▶ [Aufgaben]:
[A] Zählen Sie alle Softwareprodukte auf, die xloouch im ersten Beitrag des Lesetextes nennt.
[B] Mit welchen Verfahren müsste der Zugriff auf den IIS-Server laut Sinac im Lesetext umgesetzt werden?

***** Lesetext

# Eine kleine Frage zu Apache



## xloouch (26. Januar 2005)

Hallo zusammen

Ich hab ne kleine Frage zu meinem Apache.

Ich habe mir einen Suse Linux 9.1 Server eingerichtet. Darauf läuft Apache/PHP/MySQL. 
Nun habe ich mir auf einer 2ten Maschine einen IIS Server installiert und wollte eigentlich wissen, ob es möglich ist, da mein Linux Serber als DMZ ans Netz angehängt ist, über diesen auf meinen IIS Server zuzugreifen..

Habe es mal via Webmin probiert, aber nicht zustande gebracht. Ich hoffe, das geht?


----------



## Sinac (26. Januar 2005)

Das müsstest du das mit Portforwarding oder Routing machen, je nachdem wie du das mit der DMZ gemacht hast. Gibt natürlich Probleme, da ja auch Port 80 von dem Linux Server schon der Apache läuft und du diesen ja wohl an den IIS weiterleiten musst.


----------



## xloouch (26. Januar 2005)

aha..
naja
dementsprechend wärs einfacher wenn ich gar nichts mach.. das mit den ports wird mir ein bisschen umständlich.. also, lass ich lieber die finger davon.. easy

danke nochmals


----------

**********
***** Daten

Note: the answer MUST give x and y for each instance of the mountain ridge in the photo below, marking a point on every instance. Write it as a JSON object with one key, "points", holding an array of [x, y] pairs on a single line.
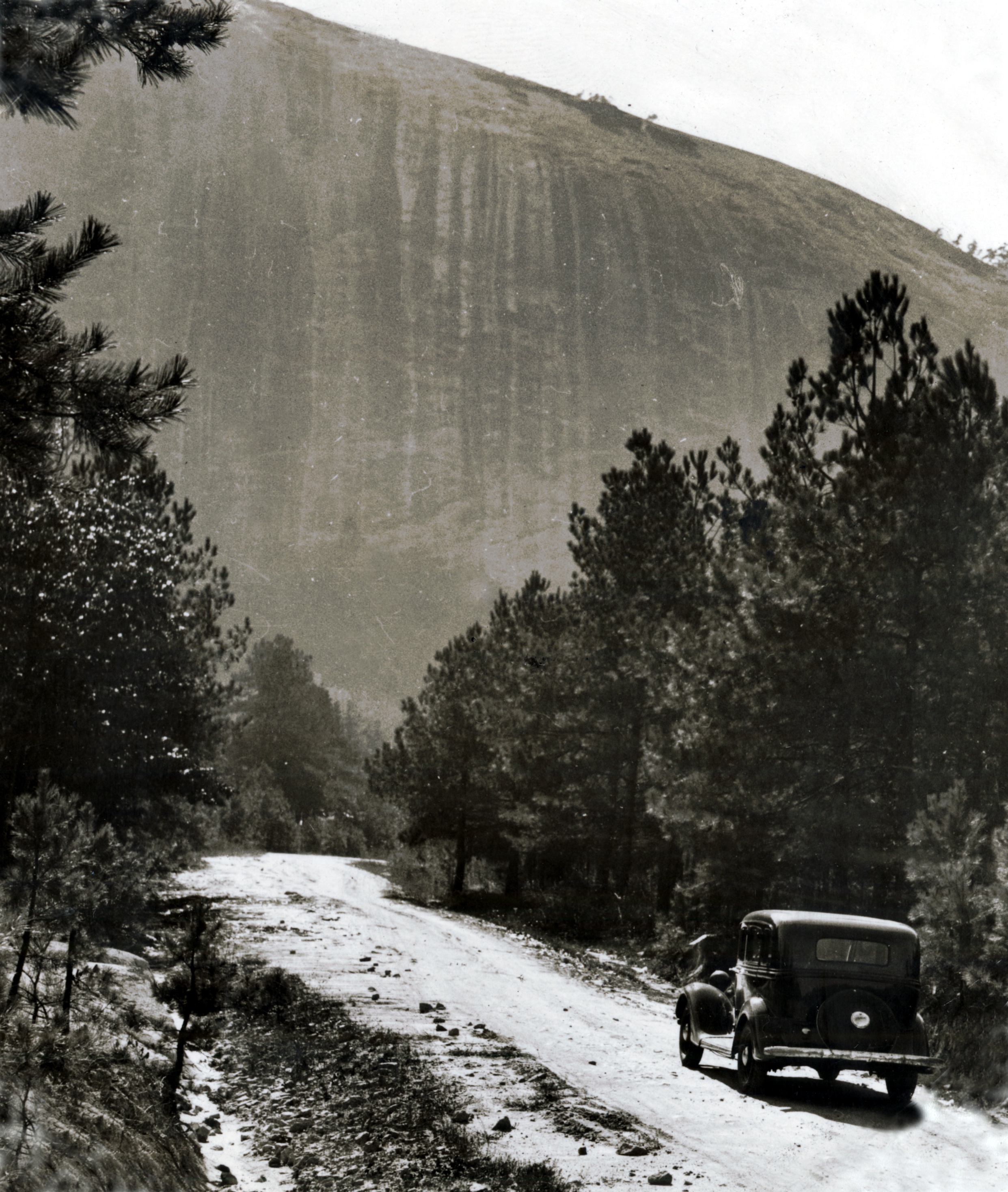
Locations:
{"points": [[427, 303]]}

**********

▶ [Lösungen]:
[A] Suse Linux 9.1, Apache, PHP, MySQL, IIS, Webmin

[B] Mit Portforwarding oder Routing, je nachdem, wie die DMZ eingerichtet wurde.